The entrusted loan under the Entrusted Loan Agreement will only be provided after the
Framework Entrusted Loan Agreement is approved by the Independent Shareholders at the EGM.
4. Opinion
Having considered the principal factors and reasons described above, we are of the
opinion that the terms of the Framework Entrusted Loan Agreement and that of the Entrusted
Loan Agreement are on normal commercial terms and are fair and reasonable as far as the
interests of the Independent Shareholders are concerned, and, from this perspective, the
Framework Entrusted Loan Agreement and the Entrusted Loan Agreement are in the interests of
the Company and its shareholders as a whole. Accordingly, we recommend the Independent
Shareholders to vote in favour of the ordinary resolution to approve the Framework
Entrusted Loan Agreement and the Entrusted Loan Agreement at the EGM.
B. CAPITAL CONTRIBUTION AGREEMENT
On 12 October 2011, Datang Fuel Company, a wholly-owned subsidiary of the Company,
entered into the Capital Contribution Agreement with the Company and Group Fuel Company, a
wholly-owned subsidiary of CDC. Pursuant to the agreement, Group Fuel Company agreed to
make capital contribution in the sum of approximately RMB557 million to Datang Fuel
Company. The Company will not participate in this capital contribution. Upon completion of
the increase in capital contribution and share enlargement, the shareholders and the
shareholding structure of Datang Fuel Company will be adjusted as follows: the Company will
hold 51% and Group Fuel Company will hold 49% equity interest in Datang Fuel Company.
1. Information on project assets under the Capital Contribution Agreement
Datang Fuel Company was incorporated in December 2006, with a registered capital of
RMB515 million. Datang Fuel Company carries out business operations independently; enters
into coal order contracts with mining parties on behalf of the Group; is responsible for
the negotiation and signing of contracts for railway and sea transportation; provides fuel
purchase and sale services to the Group; and is responsible for the sale and distribution
of self-produced coal for the Company, for the purchase and distribution of coal from the
market (including the overseas market) and for the fuel market-related logistical
operations. Before the increase in capital contribution, the Company originally held 100%
equity interests in Datang Fuel Company.

*Recorded data*

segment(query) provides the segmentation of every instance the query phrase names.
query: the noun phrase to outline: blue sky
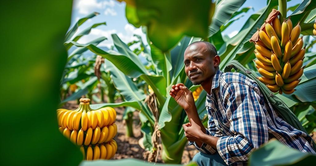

*Actions to take*
a) According to the document passage, what equity interest in Datang Fuel Company will Group Fuel Company hold once the capital increase is complete?
b) Please transcribe the document passage word for word, starting at "B. CAPITAL CONTRIBUTION" and ending at "interest in Datang Fuel Company.".

*Solutions in order*
a) 49%

b)
B. CAPITAL CONTRIBUTION AGREEMENT
On 12 October 2011, Datang Fuel Company, a wholly-owned subsidiary of the Company,
entered into the Capital Contribution Agreement with the Company and Group Fuel Company, a
wholly-owned subsidiary of CDC. Pursuant to the agreement, Group Fuel Company agreed to
make capital contribution in the sum of approximately RMB557 million to Datang Fuel
Company. The Company will not participate in this capital contribution. Upon completion of
the increase in capital contribution and share enlargement, the shareholders and the
shareholding structure of Datang Fuel Company will be adjusted as follows: the Company will
hold 51% and Group Fuel Company will hold 49% equity interest in Datang Fuel Company.